_Aşağıdakileri tamamlayın_
a - Kurultay haberindeki şu cümleyi İngilizceye çevirin: "Bildirgede, Türkiye'de hayvansal ürünlerin yeterli ve sağlıklı olarak tüketilebilmesi için önlemler alınmasının gerekliliğine değinildi."
b - Kurultay haberinde "Ankara'da 23-25 Nisan" diye başlayan paragrafı, ana bilgileri kalacak şekilde madde madde yazın.
c - Kurultay haberinin devamını, son cümleden sonrasından başlayarak yazın.

Ankara'da 23-25
Nisan 2010 tarihleri arasında toplanan 3. Türk
Veteriner Hekimliği Kurultayı'nın sonuç bildirgesi yayınlandı.
Bildirgede, Türkiye'de
hayvansal
ürünlerin yeterli ve sağlıklı olarak tüketilebilmesi için önlemler alınmasının gerekliliğine değinildi. Dünyada tarım ve hayvancılığı geliştirmeden
ekonomik kalkınmasını başarmış
ülke olmadığı ifade edilen bildirgede, ''Bu gerçek dikkate alınarak, ülkemizde kişi başına düşen hayvansal ürün tüketiminin gelişmiş ülkelerdeki düzeye ulaşabilmesi için hayvansal
üretim arttırılmalı ve hayvancılığın tarım içindeki payı yüzde 50'lere çıkarılmalıdır. Bunu sağlamak için hükümetlerden bağımsız 'Sürdürülebilir
Ulusal Hayvancılık Politikaları' oluşturulmalı; bu amaca ivme kazandırmak için de 2011 yılı 'Hayvancılık Yılı' olarak ilan edilmelidir. Bu çalışmalarda hayvan sağlığı temel alınmadan yapılacak desteklemelerin hayvancılığın gelişmesine fazla bir katkı sağlamayacağı dikkate alınmalıdır'' denildi.

_Verilen bilgiler_
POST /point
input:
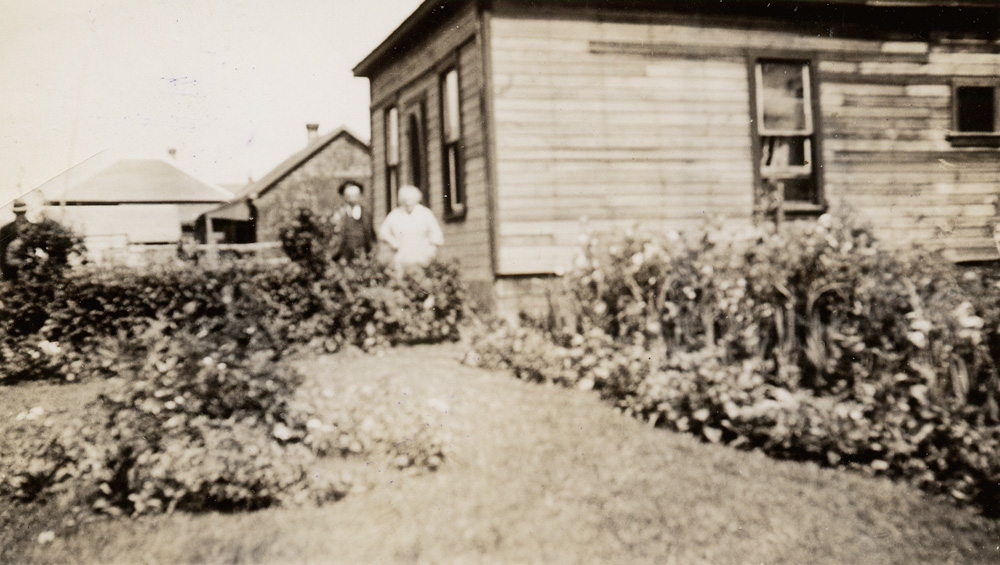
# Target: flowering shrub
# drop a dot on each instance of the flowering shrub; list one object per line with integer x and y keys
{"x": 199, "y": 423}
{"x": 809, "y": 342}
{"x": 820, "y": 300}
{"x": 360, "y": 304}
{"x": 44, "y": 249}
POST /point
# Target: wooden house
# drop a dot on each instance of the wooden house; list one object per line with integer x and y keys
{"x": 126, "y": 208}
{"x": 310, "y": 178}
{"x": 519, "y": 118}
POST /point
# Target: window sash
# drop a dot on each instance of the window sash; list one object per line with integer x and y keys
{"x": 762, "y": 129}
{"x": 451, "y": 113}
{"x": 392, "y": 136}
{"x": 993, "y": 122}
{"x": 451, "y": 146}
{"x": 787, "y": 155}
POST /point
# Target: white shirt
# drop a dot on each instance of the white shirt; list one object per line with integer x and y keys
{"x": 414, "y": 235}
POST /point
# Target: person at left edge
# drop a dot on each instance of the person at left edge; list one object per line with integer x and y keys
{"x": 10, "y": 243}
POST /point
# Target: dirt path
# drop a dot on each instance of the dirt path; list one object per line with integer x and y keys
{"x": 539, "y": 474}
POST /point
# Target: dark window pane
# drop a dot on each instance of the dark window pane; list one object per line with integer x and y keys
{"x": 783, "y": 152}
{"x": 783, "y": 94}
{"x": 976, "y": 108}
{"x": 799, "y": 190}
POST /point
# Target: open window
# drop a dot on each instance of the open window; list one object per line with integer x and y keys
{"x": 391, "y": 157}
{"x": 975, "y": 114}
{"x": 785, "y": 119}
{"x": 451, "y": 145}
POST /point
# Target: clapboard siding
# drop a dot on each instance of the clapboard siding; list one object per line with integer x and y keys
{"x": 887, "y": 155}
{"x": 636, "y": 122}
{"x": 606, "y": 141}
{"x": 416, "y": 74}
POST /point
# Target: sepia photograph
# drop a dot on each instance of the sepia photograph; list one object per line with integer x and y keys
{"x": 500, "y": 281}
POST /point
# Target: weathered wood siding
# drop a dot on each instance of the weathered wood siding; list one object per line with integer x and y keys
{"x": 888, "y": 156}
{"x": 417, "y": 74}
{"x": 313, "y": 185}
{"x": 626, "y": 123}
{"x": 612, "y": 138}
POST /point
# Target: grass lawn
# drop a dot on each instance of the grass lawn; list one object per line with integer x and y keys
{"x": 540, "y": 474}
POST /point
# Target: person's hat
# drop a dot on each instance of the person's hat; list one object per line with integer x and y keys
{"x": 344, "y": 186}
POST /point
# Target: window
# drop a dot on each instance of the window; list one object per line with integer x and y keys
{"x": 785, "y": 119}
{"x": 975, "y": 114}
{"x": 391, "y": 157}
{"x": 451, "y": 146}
---
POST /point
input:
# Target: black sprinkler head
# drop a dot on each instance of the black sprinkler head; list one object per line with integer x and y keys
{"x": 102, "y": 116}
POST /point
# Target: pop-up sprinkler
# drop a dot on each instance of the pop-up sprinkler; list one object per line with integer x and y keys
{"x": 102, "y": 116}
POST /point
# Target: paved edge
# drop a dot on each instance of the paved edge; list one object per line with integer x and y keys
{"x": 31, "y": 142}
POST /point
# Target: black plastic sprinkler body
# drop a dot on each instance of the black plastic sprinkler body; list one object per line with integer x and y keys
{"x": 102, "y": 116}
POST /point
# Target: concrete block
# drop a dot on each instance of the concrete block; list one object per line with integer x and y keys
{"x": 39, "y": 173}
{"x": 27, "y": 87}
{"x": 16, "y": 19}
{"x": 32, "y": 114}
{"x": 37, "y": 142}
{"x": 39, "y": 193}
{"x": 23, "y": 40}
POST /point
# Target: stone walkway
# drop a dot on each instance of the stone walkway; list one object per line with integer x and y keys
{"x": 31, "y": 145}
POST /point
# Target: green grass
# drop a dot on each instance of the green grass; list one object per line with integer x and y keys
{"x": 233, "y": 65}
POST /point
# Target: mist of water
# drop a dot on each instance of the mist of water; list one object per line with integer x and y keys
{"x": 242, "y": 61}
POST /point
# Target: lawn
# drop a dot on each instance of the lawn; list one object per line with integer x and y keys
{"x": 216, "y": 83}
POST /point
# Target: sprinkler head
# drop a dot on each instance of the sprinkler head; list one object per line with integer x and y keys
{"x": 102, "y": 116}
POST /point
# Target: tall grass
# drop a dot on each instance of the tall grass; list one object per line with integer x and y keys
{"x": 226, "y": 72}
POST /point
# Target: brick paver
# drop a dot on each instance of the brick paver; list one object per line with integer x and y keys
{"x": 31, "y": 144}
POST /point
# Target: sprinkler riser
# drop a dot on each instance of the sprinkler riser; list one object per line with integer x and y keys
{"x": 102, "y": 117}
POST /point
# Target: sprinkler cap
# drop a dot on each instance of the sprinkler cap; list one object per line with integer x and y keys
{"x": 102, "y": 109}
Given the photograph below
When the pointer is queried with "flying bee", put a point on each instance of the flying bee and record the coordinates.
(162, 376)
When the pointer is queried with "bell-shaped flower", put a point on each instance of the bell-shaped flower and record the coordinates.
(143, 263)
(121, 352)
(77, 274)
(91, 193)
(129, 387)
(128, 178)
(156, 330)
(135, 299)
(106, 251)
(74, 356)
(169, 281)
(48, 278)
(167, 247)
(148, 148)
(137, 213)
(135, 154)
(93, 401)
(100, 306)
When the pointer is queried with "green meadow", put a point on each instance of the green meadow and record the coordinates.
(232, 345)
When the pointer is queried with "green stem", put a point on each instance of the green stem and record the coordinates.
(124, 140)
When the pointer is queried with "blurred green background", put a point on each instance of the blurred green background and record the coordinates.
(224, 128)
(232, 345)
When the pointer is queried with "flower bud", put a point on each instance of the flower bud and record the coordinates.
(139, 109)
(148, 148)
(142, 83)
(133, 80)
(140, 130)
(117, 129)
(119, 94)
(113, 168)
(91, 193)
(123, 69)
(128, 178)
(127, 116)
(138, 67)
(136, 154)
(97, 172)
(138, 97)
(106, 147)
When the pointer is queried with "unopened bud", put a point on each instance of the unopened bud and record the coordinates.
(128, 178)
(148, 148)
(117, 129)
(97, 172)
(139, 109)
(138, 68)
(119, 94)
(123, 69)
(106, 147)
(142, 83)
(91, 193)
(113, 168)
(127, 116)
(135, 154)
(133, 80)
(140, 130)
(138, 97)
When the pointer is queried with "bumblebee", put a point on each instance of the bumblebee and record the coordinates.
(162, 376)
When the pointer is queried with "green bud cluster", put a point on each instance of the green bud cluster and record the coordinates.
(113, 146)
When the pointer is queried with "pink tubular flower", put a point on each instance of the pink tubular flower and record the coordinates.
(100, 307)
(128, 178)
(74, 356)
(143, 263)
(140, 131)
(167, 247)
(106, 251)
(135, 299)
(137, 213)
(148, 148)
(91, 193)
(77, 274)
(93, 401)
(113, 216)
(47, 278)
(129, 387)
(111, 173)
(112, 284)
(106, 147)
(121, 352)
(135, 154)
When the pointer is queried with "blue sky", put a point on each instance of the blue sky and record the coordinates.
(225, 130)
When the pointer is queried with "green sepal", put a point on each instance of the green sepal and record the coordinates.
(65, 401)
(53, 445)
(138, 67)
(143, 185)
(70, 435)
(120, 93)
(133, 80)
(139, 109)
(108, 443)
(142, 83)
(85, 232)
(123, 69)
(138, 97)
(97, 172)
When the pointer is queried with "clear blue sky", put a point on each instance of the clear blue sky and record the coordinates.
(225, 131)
...
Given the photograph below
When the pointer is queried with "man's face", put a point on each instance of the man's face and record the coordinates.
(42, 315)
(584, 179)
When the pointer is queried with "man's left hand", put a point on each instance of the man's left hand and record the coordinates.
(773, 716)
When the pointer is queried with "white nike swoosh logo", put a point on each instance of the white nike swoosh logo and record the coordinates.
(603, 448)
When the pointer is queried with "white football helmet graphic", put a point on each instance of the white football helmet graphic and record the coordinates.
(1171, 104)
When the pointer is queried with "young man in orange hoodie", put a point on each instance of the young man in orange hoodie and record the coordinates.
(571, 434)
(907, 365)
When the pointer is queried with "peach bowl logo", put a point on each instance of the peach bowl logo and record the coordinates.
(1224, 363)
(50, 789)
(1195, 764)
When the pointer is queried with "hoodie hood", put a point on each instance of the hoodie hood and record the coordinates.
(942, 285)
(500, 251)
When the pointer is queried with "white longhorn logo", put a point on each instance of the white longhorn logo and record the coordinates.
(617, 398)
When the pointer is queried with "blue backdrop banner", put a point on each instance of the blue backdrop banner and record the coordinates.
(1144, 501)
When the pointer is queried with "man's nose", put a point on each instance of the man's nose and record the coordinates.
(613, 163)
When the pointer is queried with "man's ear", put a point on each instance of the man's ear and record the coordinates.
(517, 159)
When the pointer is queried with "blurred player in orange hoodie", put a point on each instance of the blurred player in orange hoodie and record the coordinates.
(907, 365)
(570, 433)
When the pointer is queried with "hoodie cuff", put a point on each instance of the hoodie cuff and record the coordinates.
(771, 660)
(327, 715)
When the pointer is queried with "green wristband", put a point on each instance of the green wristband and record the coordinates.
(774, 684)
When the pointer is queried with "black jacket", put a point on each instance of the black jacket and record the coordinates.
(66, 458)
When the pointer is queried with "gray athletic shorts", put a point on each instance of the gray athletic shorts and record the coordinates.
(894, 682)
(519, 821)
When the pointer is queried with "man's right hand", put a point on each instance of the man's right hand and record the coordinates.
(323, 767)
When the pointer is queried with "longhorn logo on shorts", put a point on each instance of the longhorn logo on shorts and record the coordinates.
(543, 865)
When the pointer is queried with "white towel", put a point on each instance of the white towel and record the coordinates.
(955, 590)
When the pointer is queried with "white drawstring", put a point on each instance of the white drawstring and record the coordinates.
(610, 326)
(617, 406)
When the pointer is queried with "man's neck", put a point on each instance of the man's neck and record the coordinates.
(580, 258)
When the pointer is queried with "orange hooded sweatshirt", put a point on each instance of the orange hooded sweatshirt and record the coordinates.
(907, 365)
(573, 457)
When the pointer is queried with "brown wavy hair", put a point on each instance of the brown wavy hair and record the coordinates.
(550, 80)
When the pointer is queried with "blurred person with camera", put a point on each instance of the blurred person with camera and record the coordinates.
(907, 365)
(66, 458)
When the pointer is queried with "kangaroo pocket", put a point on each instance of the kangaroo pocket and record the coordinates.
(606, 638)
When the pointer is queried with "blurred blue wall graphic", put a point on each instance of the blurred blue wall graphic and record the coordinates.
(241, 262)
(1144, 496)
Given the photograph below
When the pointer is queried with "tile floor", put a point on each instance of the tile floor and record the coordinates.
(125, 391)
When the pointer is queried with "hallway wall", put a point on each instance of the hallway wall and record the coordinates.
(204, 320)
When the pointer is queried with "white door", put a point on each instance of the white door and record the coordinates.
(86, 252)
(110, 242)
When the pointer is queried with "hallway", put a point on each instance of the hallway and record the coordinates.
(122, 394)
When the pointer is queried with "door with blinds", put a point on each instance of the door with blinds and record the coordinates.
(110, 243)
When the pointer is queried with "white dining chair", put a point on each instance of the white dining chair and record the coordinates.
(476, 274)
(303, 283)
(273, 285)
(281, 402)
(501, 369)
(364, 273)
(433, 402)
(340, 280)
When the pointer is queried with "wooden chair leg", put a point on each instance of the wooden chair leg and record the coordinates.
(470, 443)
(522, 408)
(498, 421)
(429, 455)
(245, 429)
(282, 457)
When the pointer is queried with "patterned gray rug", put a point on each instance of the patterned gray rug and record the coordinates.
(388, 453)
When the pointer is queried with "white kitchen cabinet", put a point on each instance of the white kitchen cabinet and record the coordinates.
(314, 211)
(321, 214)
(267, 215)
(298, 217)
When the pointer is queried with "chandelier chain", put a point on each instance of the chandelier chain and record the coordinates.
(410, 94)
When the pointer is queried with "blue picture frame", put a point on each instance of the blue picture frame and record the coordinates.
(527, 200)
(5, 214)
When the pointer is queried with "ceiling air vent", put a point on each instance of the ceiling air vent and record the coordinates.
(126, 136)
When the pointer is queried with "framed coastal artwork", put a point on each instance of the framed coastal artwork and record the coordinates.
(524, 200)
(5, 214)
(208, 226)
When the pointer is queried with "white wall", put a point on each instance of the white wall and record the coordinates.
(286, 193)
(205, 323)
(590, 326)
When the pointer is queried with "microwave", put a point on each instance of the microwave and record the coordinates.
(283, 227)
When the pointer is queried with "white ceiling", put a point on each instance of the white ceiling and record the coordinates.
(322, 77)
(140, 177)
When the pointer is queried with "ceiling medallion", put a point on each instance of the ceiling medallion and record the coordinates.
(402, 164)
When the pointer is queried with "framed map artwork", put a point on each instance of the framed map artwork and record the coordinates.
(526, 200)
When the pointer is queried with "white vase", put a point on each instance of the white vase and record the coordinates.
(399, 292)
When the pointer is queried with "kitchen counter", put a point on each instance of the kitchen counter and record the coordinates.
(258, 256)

_Görev sonuçları_
a - The declaration pointed out the need to take measures so that animal products can be consumed in Turkey in sufficient amounts and in a healthy way.

b -
- 3. Türk Veteriner Hekimliği Kurultayı 23-25 Nisan 2010'da Ankara'da toplandı ve sonuç bildirgesi yayınlandı.
- Bildirgeye göre Türkiye'de hayvansal ürünlerin yeterli ve sağlıklı tüketilebilmesi için önlem alınmalı.
- Tarım ve hayvancılığı geliştirmeden ekonomik kalkınmayı başarmış bir ülke yok.
- Kişi başına düşen hayvansal ürün tüketiminin gelişmiş ülkeler düzeyine ulaşması için hayvansal üretim artırılmalı ve hayvancılığın tarım içindeki payı yüzde 50'lere çıkarılmalı.
- Bunun için hükümetlerden bağımsız "Sürdürülebilir Ulusal Hayvancılık Politikaları" oluşturulmalı ve 2011 yılı "Hayvancılık Yılı" ilan edilmeli.
- Hayvan sağlığı temel alınmadan yapılacak desteklemeler hayvancılığın gelişmesine fazla katkı sağlamaz.

c -
Türkiye'de ülke nüfusu ve hayvan varlığı göz önünde alınmadan ihtiyaçtan fazla veteriner fakültesi açıldığı, veteriner fakültesi sayısının 21'e ulaştığına işaret edilen bildirgede, bu nedenle yeni fakülte açılmaması, veteriner fakültelerinde ve sağlık bilimleri enstitülerinde
lisans ve lisansüstü düzeyde eğitim-
öğretim, çağdaş ölçütler, yeni yönelimler dikkate alınarak
düzenleme yapılması gerektiği kaydedildi.
ÖRGÜTLENME DESTEKLENMELİ
Bildirgede, dile getirilen konulardan bazıları şöyle:
"Veteriner hekimliği hizmetlerinin kalitesi açısından yaşamsal öneme sahip olan uzmanlık eğitimi yasal zemine oturtularak, en kısa zamanda yeniden başlatılmalı.
Veteriner hekimlerin
mezuniyet sonrası sürekli eğitimleri yasal düzenlemeler ile zorunlu hale getirilmeli.
Muayenehane açarak serbest veteriner hekimlik yapacak veteriner hekimlerin bilgi, beceri ve meslek mevzuatı konularında belli bir mesleki tecrübe kazanmalarını sağlamak için 6 aydan az olmamak üzere staj dönemi geçirmeleri konusunda yasal düzenlemeler yapılmalı.
Ülkemizin veteriner hekimliği hizmetleri, hayvancılık politikaları ve
gıda güvenliği açısından dünya ile bütünleşmesi için meslek mevzuatımız, uluslararası kurallara uygun olarak yeniden düzenlenmeli.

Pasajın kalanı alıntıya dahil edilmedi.